Extracted text:
# # # # # # #
After taking time to enjoy the view we descend via the notch between Clyde Minaret and Ken Minaret. Getting to the notch is the toughest part of the down climb and is primarily third and fourth class with several short rappels. The gully back to the base can be rappels if it's full of snow; otherwise it's a scramble down talus. We reach camp late in the afternoon, just in time for a well-earned meal and early to bed.

The third day sees us back at the cars in time for a late lunch.

Notes
The best guidebook is peter Croft's “The Good, the Great, and the Awesome.
Get it from Maximus Press

You can also get our very detailed unpublished SMC Guide to Clyde Minaret here.

We highly recommend that you spend at least one night at moderate altitude (higher than 8,000') just prior to the trip. Spending a night in Mammoth or camped at the trailhead campground would do the trick. Please refer to our Planning for Success info sheet for more info. Bears are also a major problem at the trailhead. Do not leave any food, scented items (deodorant, soap etc.) in your vehicle. Clean up all trash and do not leave food, coolers, or food packaging in your vehicle. Failure to take precautions can cause the vehicle to be ripped apart by a bear and the added insult of a fine from the Forest Service. It is necessary to carry bear proof food storage containers on this trip. We provide these.

We have to deal with the road closure at Minaret Vista. A mandatory shuttle is used to access the Devils Postpile area. If we drive in past the gate before 7.00 a.m. or after 7.30 p.m. we are OK. Outside of these hours we have to take the shuttle in. There is an entry fee or you can use a Golden Eagle or Parks Pass. We try and arrange a carpool to deal with this.
# # # # # # #
Records:
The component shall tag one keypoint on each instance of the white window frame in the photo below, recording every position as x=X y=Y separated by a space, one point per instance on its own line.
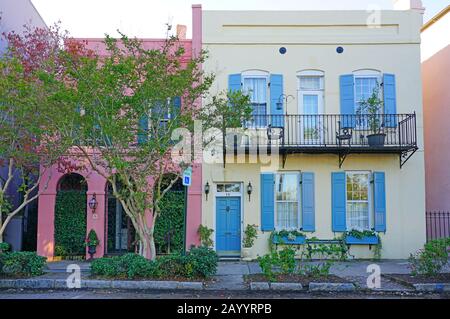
x=321 y=103
x=259 y=74
x=299 y=208
x=370 y=197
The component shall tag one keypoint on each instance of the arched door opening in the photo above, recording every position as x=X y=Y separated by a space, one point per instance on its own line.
x=120 y=234
x=169 y=228
x=70 y=217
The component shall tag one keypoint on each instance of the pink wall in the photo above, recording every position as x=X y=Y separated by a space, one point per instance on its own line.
x=194 y=207
x=46 y=210
x=436 y=103
x=97 y=184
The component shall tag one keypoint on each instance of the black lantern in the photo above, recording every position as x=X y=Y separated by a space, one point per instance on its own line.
x=249 y=190
x=206 y=190
x=93 y=203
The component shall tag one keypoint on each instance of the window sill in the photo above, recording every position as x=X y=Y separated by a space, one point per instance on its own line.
x=367 y=240
x=299 y=240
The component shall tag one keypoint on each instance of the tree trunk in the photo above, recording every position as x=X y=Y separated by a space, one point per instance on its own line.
x=146 y=238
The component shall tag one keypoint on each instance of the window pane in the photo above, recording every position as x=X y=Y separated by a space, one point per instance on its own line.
x=287 y=215
x=286 y=187
x=256 y=88
x=233 y=188
x=357 y=215
x=357 y=200
x=311 y=82
x=287 y=201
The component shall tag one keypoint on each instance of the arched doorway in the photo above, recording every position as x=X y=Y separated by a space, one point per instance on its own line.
x=169 y=228
x=120 y=233
x=70 y=217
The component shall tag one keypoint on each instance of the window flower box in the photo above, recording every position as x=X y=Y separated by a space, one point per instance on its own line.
x=285 y=240
x=366 y=240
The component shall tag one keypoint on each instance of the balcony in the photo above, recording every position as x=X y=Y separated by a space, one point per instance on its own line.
x=330 y=134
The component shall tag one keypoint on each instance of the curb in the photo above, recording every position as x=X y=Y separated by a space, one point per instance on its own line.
x=100 y=284
x=327 y=286
x=427 y=287
x=432 y=287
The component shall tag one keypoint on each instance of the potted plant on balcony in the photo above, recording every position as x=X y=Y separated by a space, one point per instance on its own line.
x=250 y=234
x=92 y=243
x=372 y=108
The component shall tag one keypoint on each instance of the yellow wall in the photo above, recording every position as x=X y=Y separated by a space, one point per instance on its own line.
x=239 y=41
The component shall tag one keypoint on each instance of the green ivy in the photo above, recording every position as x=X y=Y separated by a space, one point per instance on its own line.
x=170 y=223
x=70 y=223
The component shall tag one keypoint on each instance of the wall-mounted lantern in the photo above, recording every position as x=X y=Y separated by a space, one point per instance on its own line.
x=249 y=190
x=207 y=190
x=93 y=203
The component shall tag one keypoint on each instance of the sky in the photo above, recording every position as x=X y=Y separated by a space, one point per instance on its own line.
x=147 y=18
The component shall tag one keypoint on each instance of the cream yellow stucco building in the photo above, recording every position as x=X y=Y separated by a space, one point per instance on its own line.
x=325 y=179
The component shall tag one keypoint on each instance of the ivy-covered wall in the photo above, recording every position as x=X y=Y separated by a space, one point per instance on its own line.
x=169 y=226
x=70 y=223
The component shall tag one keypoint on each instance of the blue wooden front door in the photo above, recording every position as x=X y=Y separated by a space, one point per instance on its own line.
x=228 y=225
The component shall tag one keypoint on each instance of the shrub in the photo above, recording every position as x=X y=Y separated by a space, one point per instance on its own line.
x=106 y=267
x=135 y=266
x=205 y=235
x=431 y=259
x=201 y=262
x=22 y=263
x=286 y=259
x=251 y=233
x=4 y=247
x=267 y=263
x=171 y=265
x=198 y=263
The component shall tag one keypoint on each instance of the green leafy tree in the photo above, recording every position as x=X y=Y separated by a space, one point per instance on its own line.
x=129 y=112
x=31 y=102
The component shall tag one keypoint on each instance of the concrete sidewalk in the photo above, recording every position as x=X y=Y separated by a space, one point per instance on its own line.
x=230 y=274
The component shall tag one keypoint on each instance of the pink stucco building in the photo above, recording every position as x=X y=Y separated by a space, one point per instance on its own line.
x=96 y=184
x=436 y=111
x=436 y=106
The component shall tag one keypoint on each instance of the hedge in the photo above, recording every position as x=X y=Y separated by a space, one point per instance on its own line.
x=199 y=262
x=21 y=263
x=70 y=223
x=170 y=223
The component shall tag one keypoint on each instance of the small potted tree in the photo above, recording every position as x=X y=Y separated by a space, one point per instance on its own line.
x=372 y=107
x=92 y=243
x=250 y=234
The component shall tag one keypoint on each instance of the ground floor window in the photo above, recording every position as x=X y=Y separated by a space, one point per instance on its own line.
x=358 y=200
x=287 y=199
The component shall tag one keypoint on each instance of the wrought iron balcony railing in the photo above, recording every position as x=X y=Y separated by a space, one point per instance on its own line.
x=334 y=133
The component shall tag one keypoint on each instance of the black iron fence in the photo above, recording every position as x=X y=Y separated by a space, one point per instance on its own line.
x=438 y=225
x=336 y=130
# # # # # # #
Directive 1: List every guidebook or info sheet that the Clyde Minaret trip notes direct readers to.
Directive 2: Reproduce the Clyde Minaret trip notes word for word, from "The third day" to "Clyde Minaret here.".
Directive 3: According to the Clyde Minaret trip notes, at what times can the group drive past the Minaret Vista gate instead of taking the shuttle?

Solution 1:
- "The Good, the Great, and the Awesome" by Peter Croft
- the unpublished SMC Guide to Clyde Minaret
- the Planning for Success info sheet

Solution 2:
The third day sees us back at the cars in time for a late lunch.

Notes
The best guidebook is peter Croft's “The Good, the Great, and the Awesome.
Get it from Maximus Press

You can also get our very detailed unpublished SMC Guide to Clyde Minaret here.

Solution 3: Before 7:00 a.m. or after 7:30 p.m.